* Text
********************

There are a variety of way we can manipulate the data using Pandas operations.

### Query

The `query` operation is used to filter your data according to some criteria.

For example, we can return all the rows in our dataframe where the column variable `SmokingStatus` is `Never`.

There are several ways we can do this.

In [None]:
## Query Method 1

# The following line of code will return a vector of booleans telling us which rows
# contain a value of "Never" in the SmokingStatus column

print(df.SmokingStatus == "Never")

# We can use those booleans to index our dataframe

df[df.SmokingStatus == "Never"]


#### \*Side Note

When we index or query our dataframe, we are not overwriting are original dataframe with our filtered result.

In order to save any changes made to your dataframe you must either overwrite your current dataframe or store it in a new variable.

********************

(Point localization data)
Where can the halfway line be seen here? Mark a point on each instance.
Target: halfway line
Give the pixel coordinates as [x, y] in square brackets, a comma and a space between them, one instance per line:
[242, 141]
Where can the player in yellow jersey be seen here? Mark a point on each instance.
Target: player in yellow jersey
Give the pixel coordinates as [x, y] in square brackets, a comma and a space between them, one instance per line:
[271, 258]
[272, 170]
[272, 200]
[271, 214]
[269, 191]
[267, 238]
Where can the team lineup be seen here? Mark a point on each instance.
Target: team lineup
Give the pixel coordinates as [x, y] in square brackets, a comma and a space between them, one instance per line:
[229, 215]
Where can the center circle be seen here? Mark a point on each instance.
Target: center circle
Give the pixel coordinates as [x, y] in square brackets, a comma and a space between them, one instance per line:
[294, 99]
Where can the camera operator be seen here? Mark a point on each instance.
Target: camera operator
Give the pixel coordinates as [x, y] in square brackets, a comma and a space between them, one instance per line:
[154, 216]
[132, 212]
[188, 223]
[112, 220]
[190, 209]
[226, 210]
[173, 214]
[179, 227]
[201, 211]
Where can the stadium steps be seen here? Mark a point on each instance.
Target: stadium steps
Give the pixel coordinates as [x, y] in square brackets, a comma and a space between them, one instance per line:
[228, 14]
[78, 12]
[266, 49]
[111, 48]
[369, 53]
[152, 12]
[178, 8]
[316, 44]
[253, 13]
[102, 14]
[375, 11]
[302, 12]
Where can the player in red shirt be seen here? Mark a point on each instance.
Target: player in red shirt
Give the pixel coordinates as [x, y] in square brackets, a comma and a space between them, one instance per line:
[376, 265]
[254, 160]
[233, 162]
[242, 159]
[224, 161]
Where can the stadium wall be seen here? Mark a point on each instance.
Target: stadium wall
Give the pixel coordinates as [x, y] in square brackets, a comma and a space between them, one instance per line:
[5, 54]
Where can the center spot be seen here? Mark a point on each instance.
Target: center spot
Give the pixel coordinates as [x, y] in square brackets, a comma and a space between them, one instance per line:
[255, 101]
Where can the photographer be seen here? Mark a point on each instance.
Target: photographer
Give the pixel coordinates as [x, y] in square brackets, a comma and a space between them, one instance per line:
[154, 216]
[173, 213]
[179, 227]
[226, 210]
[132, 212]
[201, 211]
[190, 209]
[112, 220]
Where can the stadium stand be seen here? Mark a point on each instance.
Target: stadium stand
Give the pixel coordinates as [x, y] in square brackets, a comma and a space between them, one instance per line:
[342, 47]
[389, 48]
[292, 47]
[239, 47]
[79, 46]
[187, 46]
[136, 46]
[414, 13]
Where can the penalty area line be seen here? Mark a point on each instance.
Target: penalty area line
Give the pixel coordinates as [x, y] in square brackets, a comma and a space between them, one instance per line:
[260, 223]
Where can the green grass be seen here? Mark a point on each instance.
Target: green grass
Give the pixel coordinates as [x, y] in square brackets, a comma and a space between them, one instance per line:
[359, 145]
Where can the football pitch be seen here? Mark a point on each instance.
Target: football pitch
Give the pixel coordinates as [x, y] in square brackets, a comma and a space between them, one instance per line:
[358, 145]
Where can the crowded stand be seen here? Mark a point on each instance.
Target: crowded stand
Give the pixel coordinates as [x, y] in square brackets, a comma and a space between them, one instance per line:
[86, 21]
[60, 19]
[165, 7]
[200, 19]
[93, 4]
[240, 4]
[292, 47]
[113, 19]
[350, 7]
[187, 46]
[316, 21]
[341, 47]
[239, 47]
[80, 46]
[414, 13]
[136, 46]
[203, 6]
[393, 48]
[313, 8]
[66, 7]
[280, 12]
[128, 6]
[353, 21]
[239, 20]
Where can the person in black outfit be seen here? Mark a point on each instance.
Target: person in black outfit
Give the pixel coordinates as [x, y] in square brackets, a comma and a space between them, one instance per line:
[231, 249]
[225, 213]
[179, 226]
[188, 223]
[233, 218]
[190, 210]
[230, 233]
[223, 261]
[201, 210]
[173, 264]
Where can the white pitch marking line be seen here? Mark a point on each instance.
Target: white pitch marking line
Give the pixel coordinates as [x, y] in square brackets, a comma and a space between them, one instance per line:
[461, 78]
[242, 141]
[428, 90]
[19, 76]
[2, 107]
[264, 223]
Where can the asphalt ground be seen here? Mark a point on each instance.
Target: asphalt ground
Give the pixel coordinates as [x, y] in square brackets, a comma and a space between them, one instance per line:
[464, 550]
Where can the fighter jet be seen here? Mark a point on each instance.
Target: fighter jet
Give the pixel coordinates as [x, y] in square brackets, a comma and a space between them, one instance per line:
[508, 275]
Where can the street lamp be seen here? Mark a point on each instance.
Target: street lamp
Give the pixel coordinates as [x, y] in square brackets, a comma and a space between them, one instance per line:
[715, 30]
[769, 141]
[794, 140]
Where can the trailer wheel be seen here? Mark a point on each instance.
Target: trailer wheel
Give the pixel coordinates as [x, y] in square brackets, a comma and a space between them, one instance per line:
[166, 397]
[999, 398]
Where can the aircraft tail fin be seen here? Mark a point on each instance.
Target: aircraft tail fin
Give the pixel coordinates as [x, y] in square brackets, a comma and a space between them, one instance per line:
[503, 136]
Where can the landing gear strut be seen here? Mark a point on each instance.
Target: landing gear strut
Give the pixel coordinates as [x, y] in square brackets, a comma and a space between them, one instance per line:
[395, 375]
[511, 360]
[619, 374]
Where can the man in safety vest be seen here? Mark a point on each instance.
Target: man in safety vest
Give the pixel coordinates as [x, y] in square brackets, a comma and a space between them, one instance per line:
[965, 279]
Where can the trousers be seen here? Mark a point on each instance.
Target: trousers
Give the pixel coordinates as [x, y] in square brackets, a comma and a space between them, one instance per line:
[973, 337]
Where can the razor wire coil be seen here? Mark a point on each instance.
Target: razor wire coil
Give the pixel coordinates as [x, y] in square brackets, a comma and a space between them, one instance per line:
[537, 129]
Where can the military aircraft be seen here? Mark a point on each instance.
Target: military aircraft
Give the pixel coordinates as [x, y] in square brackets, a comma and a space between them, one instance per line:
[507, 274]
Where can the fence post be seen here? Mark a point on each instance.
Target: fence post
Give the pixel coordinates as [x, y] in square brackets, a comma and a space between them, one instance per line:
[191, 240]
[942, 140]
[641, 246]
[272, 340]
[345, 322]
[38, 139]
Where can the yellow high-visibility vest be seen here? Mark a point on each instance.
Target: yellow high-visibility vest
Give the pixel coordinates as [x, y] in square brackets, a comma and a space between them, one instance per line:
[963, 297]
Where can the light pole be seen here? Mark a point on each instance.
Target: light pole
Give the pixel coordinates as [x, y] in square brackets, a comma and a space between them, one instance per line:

********************

* Task list
[1] List every term that appears in backtick code formatting in the prose of the Pandas text, leaving out the code cell.
[2] Carry on the Pandas text after its last sentence.
These rows come from a separate source.

* Answers to the problems
[1] query, SmokingStatus, Never

[2]
eg. `NonSmokers = df[df.SmokingStatus=="Never"`

In [None]:
## Query Method 2

# Here we are using pandas' query method to filter our dataframe. Again we are looking for
# all the rows in our dataframe that have a value of "Never" in the SmokingStatus column

df.query("SmokingStatus == 'Never'")

# Note that the input argument to query is a string (e.g "SmokingStatus == 'Never'")
# Since "Never" is also a string, we need to use single quotes to differentiate it from within the larger string

In [None]:
## More Fun with Query

# We can query with numbers in addition to strings

df[df.BPSys >= 130]

df.query("Age < 18")


In [None]:
## Query with Logical Operators

# We can also use logical operators like AND (&) and OR (|) when we query.

# Here we want to return rows of our data frame that have a value of "Never"
# in the SmokingStatus column AND a value greater than 130 in the BPSys column

df[(df.SmokingStatus == "Never") & (df.BPSys > 130)]

# When we index our dataframe with logical operators we want to separate conditions with parentheses
# However, if we use pandas' query method, we just put everything in a single string argument.

df.query("SmokingStatus == 'Never' & BPSys > 130")

# Here we want to return rows of our dataframe that have a value
# of "Never" OR "Former" in the SmokingStatus column

df[(df.SmokingStatus == "Never") | (df.SmokingStatus == "Former")]

#### Example 1
Query for current smokers with a BMI over 25.

The result should be 394 rows x 32 columns.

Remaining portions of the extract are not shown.